▶ _Your objective_
Repeat every record below, word for word.

BEGIN Source information

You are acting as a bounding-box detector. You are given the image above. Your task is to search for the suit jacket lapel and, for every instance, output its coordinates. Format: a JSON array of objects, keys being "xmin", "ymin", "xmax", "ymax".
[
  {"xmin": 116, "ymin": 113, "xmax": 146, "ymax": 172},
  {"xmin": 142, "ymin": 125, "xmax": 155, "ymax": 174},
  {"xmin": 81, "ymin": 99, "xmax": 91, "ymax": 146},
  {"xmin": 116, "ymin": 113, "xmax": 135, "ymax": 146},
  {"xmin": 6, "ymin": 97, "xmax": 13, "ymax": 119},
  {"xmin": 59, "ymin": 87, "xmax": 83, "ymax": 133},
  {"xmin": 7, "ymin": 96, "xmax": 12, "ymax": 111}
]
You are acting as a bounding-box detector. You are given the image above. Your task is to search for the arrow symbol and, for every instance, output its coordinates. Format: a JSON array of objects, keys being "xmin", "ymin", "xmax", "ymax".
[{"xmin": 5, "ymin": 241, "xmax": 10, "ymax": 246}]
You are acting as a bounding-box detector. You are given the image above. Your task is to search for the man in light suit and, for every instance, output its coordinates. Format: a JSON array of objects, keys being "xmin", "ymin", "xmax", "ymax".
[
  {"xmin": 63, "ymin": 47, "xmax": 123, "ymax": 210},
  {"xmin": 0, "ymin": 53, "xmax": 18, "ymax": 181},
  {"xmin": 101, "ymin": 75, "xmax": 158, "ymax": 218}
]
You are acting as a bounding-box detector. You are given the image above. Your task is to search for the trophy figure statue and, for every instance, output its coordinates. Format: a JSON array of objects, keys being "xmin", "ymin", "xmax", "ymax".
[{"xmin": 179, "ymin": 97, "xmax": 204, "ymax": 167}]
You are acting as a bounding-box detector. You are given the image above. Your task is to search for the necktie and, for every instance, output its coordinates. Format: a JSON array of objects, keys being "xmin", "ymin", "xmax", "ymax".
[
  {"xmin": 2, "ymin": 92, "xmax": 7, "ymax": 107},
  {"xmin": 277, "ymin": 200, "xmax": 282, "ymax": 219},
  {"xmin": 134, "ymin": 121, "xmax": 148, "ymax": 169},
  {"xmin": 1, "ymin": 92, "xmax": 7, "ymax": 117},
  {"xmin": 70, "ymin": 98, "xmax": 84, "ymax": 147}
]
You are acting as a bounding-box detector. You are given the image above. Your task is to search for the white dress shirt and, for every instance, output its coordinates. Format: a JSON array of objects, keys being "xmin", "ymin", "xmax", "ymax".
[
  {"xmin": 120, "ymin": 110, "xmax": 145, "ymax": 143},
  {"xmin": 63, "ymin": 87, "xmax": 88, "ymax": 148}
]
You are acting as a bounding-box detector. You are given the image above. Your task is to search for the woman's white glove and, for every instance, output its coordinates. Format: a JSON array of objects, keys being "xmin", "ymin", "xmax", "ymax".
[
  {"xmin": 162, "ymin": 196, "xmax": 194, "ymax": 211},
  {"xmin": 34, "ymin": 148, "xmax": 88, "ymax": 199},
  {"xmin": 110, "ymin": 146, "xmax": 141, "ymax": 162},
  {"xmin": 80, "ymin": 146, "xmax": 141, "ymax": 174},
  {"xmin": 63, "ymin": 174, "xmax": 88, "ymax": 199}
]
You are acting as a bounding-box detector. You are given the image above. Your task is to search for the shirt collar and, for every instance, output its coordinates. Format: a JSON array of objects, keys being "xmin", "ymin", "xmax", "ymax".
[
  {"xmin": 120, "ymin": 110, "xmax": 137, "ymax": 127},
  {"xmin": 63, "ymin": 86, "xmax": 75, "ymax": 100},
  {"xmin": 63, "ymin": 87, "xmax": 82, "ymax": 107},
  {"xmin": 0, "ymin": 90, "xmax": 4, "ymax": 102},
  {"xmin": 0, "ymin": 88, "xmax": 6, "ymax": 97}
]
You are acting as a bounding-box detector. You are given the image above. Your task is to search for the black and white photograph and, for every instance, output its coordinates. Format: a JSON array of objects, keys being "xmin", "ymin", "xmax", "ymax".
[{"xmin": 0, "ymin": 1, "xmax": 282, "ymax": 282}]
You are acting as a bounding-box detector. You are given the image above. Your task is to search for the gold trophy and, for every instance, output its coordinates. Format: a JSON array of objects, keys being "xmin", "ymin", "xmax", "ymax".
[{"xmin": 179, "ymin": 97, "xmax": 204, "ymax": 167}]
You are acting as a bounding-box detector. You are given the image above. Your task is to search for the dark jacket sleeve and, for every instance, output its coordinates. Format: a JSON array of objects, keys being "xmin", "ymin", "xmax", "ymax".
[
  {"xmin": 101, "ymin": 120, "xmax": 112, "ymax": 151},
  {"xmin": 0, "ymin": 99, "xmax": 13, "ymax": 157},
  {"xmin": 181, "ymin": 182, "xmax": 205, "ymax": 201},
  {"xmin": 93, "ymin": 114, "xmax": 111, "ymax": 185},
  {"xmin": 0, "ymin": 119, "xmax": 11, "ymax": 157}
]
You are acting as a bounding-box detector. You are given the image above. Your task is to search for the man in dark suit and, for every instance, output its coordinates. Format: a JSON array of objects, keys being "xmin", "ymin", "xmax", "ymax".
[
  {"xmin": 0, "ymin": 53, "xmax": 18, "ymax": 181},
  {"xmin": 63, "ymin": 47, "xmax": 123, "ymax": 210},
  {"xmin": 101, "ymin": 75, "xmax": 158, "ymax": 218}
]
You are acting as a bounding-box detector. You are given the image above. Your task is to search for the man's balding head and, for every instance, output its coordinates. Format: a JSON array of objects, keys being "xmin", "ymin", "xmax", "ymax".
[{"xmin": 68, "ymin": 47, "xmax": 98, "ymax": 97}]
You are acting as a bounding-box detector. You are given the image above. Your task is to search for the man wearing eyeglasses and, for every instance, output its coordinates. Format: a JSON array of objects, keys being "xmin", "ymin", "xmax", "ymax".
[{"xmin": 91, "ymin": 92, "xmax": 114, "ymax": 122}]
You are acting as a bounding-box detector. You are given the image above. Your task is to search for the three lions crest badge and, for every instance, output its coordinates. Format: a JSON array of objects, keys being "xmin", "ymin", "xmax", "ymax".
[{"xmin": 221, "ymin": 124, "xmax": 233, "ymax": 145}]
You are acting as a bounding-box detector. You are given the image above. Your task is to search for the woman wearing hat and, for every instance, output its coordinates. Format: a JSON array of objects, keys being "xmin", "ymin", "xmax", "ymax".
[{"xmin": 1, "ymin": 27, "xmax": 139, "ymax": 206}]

END Source information

▶ _Expected answer_
You are acting as a bounding-box detector. You are given the image above. Your task is to search for the suit jacket lapel and, for every instance, output its coordinates. Format: a JSON array of objects, keys being "xmin", "ymin", "xmax", "ymax".
[
  {"xmin": 116, "ymin": 113, "xmax": 146, "ymax": 172},
  {"xmin": 142, "ymin": 125, "xmax": 155, "ymax": 174},
  {"xmin": 81, "ymin": 99, "xmax": 91, "ymax": 146},
  {"xmin": 116, "ymin": 113, "xmax": 135, "ymax": 146},
  {"xmin": 6, "ymin": 97, "xmax": 13, "ymax": 119},
  {"xmin": 59, "ymin": 87, "xmax": 83, "ymax": 133},
  {"xmin": 7, "ymin": 96, "xmax": 12, "ymax": 111}
]
You are acting as a bounding-box detector. You are given the image above. Your task is to search for the arrow symbol and, for every instance, output its coordinates. Format: a JSON array of objects, keys being "xmin", "ymin", "xmax", "ymax".
[{"xmin": 5, "ymin": 241, "xmax": 10, "ymax": 246}]
You are acting as a bounding-box detector. You are given the image above. Your task is to search for the man in light suit and, for every instance, output its coordinates. Format: a JSON array of objects, keys being "xmin", "ymin", "xmax", "ymax".
[
  {"xmin": 63, "ymin": 47, "xmax": 123, "ymax": 210},
  {"xmin": 0, "ymin": 53, "xmax": 18, "ymax": 181},
  {"xmin": 101, "ymin": 75, "xmax": 158, "ymax": 218}
]
You are acting as a bounding-box detector. You are given the image above. Your task is to search for the trophy figure statue and, for every instance, output its coordinates. Format: a JSON array of objects, keys being "xmin", "ymin", "xmax", "ymax".
[{"xmin": 179, "ymin": 97, "xmax": 204, "ymax": 167}]
You are acting as a bounding-box detector. You are given the image above. Your task is to search for the necktie and, for every instance, output its coordinates. Format: a JSON array of objects, keys being "xmin", "ymin", "xmax", "ymax".
[
  {"xmin": 2, "ymin": 92, "xmax": 7, "ymax": 107},
  {"xmin": 277, "ymin": 200, "xmax": 282, "ymax": 219},
  {"xmin": 134, "ymin": 121, "xmax": 148, "ymax": 169},
  {"xmin": 1, "ymin": 92, "xmax": 7, "ymax": 117},
  {"xmin": 70, "ymin": 98, "xmax": 84, "ymax": 147}
]
You are acting as a bounding-box detector. You are given the image above. Your task is to search for the white dress shirt and, for every instance, output its coordinates. Format: a JSON array of objects, keys being "xmin", "ymin", "xmax", "ymax".
[
  {"xmin": 120, "ymin": 110, "xmax": 145, "ymax": 143},
  {"xmin": 63, "ymin": 87, "xmax": 88, "ymax": 148}
]
You are acting as a bounding-box detector. You are given the image above. Your task is to search for the woman's white glove and, for every instance, output its coordinates. Format: a JSON array of objects, keys being "xmin", "ymin", "xmax", "ymax".
[
  {"xmin": 162, "ymin": 196, "xmax": 194, "ymax": 211},
  {"xmin": 34, "ymin": 148, "xmax": 88, "ymax": 199},
  {"xmin": 110, "ymin": 146, "xmax": 141, "ymax": 162},
  {"xmin": 80, "ymin": 146, "xmax": 141, "ymax": 174},
  {"xmin": 63, "ymin": 174, "xmax": 88, "ymax": 199}
]
You are acting as a bounding-box detector. You are given the image above. Your task is to search for the shirt collar and, for every instance, output its coordinates. Format: a JSON array of objects, keys being "xmin", "ymin", "xmax", "ymax".
[
  {"xmin": 120, "ymin": 110, "xmax": 137, "ymax": 127},
  {"xmin": 63, "ymin": 86, "xmax": 75, "ymax": 100},
  {"xmin": 63, "ymin": 87, "xmax": 82, "ymax": 107},
  {"xmin": 0, "ymin": 90, "xmax": 4, "ymax": 102},
  {"xmin": 0, "ymin": 88, "xmax": 6, "ymax": 97}
]
You are acting as a bounding-box detector. You are given the image above. Your task is to search for the black and white photograph and, for every instance, output its coordinates. Format: a JSON array of objects, keys being "xmin", "ymin", "xmax", "ymax".
[{"xmin": 0, "ymin": 1, "xmax": 282, "ymax": 282}]
You are acting as a bounding-box detector. You are given the image above. Your task is to search for the gold trophy and, for every instance, output its coordinates. Format: a JSON array of objects, keys being "xmin", "ymin", "xmax", "ymax".
[{"xmin": 179, "ymin": 97, "xmax": 204, "ymax": 167}]
You are acting as a bounding-box detector. You are given the image above. Your task is to search for the dark jacket sleeve and, for every instance, output its coordinates. Format: a JSON array of objects, keys being "xmin", "ymin", "xmax", "ymax".
[
  {"xmin": 101, "ymin": 120, "xmax": 112, "ymax": 151},
  {"xmin": 0, "ymin": 99, "xmax": 13, "ymax": 157},
  {"xmin": 181, "ymin": 182, "xmax": 205, "ymax": 201},
  {"xmin": 93, "ymin": 114, "xmax": 111, "ymax": 185},
  {"xmin": 0, "ymin": 119, "xmax": 11, "ymax": 157}
]
You are acting as a bounding-box detector. You are given the image above. Your task is to search for the man in dark suit and, for every instance, output its coordinates. Format: a JSON array of objects, keys being "xmin", "ymin", "xmax", "ymax".
[
  {"xmin": 0, "ymin": 53, "xmax": 18, "ymax": 181},
  {"xmin": 63, "ymin": 47, "xmax": 123, "ymax": 210},
  {"xmin": 101, "ymin": 75, "xmax": 158, "ymax": 218}
]
You are acting as a bounding-box detector. You are given the image above. Your task is to search for the man's balding head and, for every instance, output its coordinates. Format: a JSON array of objects, keys being "xmin", "ymin", "xmax", "ymax".
[{"xmin": 68, "ymin": 47, "xmax": 98, "ymax": 97}]
You are acting as a bounding-box detector. You are given the image above. Your task is to search for the man wearing eyeglasses and, for every instance, output its coordinates. Format: a JSON array of objects, keys being "xmin", "ymin", "xmax", "ymax".
[{"xmin": 91, "ymin": 92, "xmax": 114, "ymax": 122}]
You are acting as a bounding-box detector. You are given the image above. Your task is to search for the three lions crest badge and, for every instance, output its coordinates. Format: a JSON array of objects, keys being "xmin", "ymin", "xmax", "ymax".
[{"xmin": 221, "ymin": 124, "xmax": 233, "ymax": 145}]
You are acting as a bounding-box detector. You are given the image above. Your task is to search for the woman wearing hat and, for every instance, output its coordinates. Format: a JSON array of objects, keys being "xmin", "ymin", "xmax", "ymax".
[{"xmin": 1, "ymin": 27, "xmax": 139, "ymax": 206}]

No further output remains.